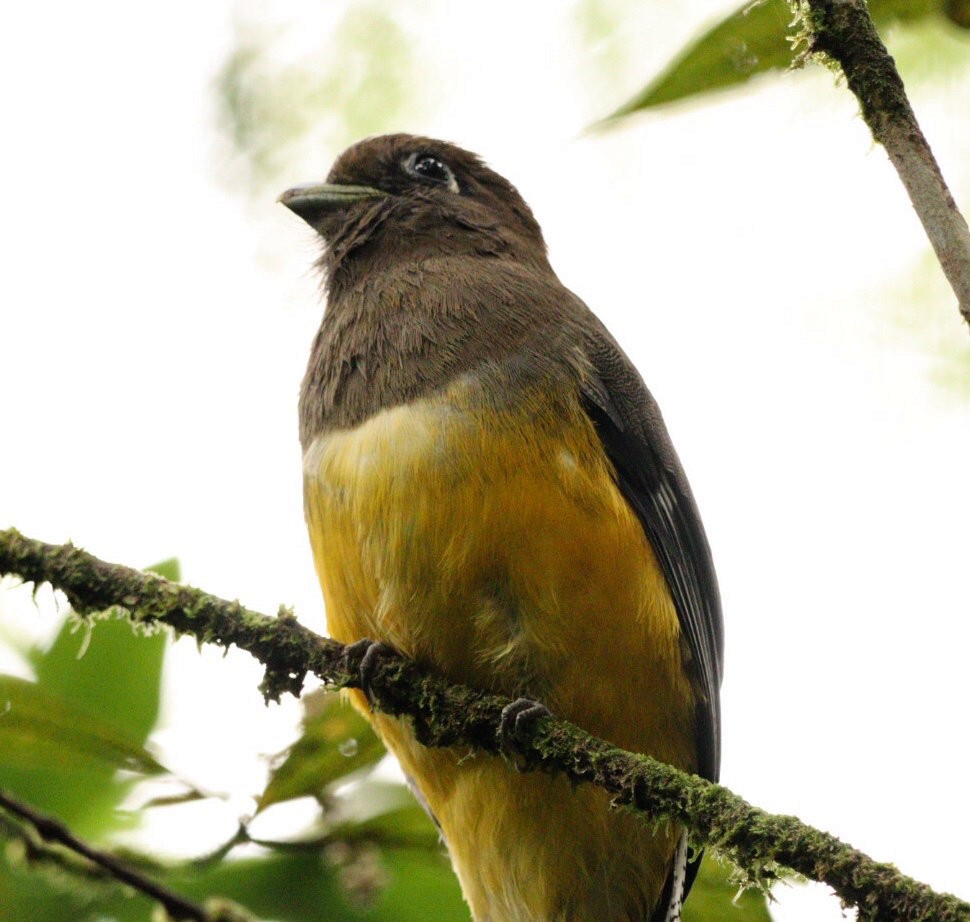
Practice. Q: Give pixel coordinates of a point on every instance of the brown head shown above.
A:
(398, 196)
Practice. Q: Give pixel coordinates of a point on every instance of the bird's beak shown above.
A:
(314, 200)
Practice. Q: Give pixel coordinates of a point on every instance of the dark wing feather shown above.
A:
(653, 482)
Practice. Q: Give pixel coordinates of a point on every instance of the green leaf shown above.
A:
(336, 741)
(752, 40)
(114, 672)
(39, 730)
(90, 712)
(712, 898)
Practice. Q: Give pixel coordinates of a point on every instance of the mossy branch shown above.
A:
(843, 31)
(446, 715)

------------------------------------------------

▸ OBJECTIVE
Can you lay out the lines as a Markdown table with a "No." column for the row number and a "Line" column for the line itself, skipping any blank lines? Begin at the line that contains "branch shown above." and continue through the final line, including both.

▸ OUTPUT OF THE EXERCISE
| No. | Line |
|---|---|
| 1 | Practice. Q: Give pixel coordinates of a point on every instance of the mossy branch shown above. |
| 2 | A: |
| 3 | (843, 31) |
| 4 | (446, 715) |